(YOUR TASK): List every planet named in the supernova text below.

───── TEXT EXTRACT ─────

First Optical Detection of a Shock Breakout From a Type II-P Supernova [nd.edu]:

For the first time, a “shock breakout” in an exploding supergiant star has been discovered at visible wavelengths.

... Supernovae like these — known as Type II — begin when the internal furnace of a star runs out of nuclear fuel, causing its core to collapse as gravity takes over. Stars 10 to 20 times the mass of our sun often expand to supergiants before ending their lives as supernovae. ...When these massive stars run out of fuel in their center, their core collapses down to a neutron star and a supersonic shock wave is sent out. When the shock wave reaches the surface of the star, a bright flash of light, called a “shock breakout,” is predicted.

In 2011, two of these massive red supergiants exploded while in Kepler’s view. The first, KSN 2011a, is nearly 300 times the size of our sun and a mere 700 million light years from Earth. The second, KSN 2011d, is roughly 500 times the size of our sun and some 1.2 billion light years away.

“The flash from a breakout should last about an hour, so you have to be very lucky or continuously stare at millions of stars just to catch one flash," said [lead astronomer] [Peter] Garnavich [nd.edu].

Understanding the physics of these explosions allows scientists to better understand how the seeds of chemical complexity and life itself have been scattered in space and time in the Milky Way galaxy.

Here is a video animation [youtu.be] that illustrates a shock breakout. The research paper has been accepted for publication in the Astrophysical Journal and can be found at: http://arxiv.org/abs/1603.05657 [arxiv.org].

KSN 2011d is so large that it would take light nearly 20 minutes to travel from its center to its outer edge — the orbits of Mercury, Venus, Earth, and Mars would all very easily fit within it.

───── INFORMATION SHOWN ─────

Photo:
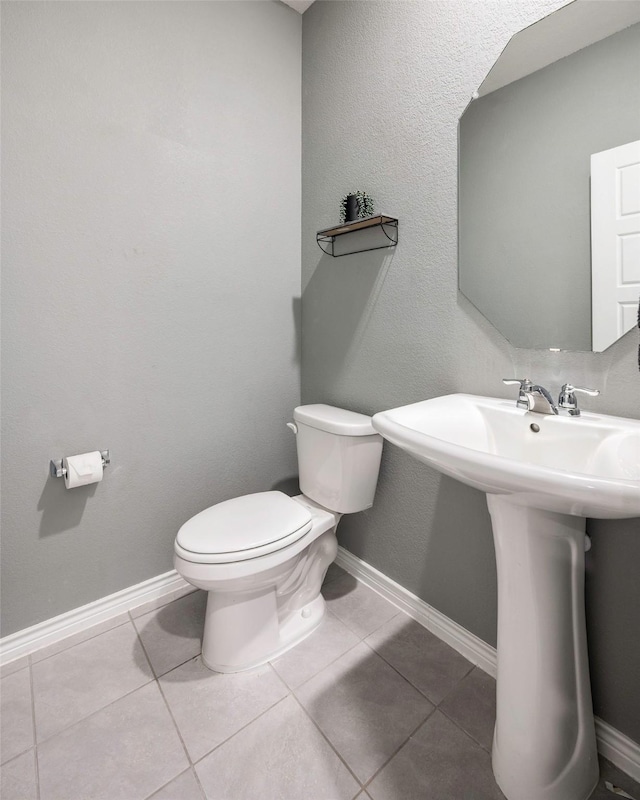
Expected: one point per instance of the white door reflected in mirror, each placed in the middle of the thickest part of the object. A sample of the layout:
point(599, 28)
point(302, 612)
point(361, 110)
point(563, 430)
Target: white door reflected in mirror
point(615, 242)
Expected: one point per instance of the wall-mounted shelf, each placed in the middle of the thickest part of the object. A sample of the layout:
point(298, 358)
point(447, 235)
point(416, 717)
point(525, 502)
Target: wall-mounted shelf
point(388, 225)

─────

(RESPONSE TO THE TASK): Mercury, Venus, Earth, Mars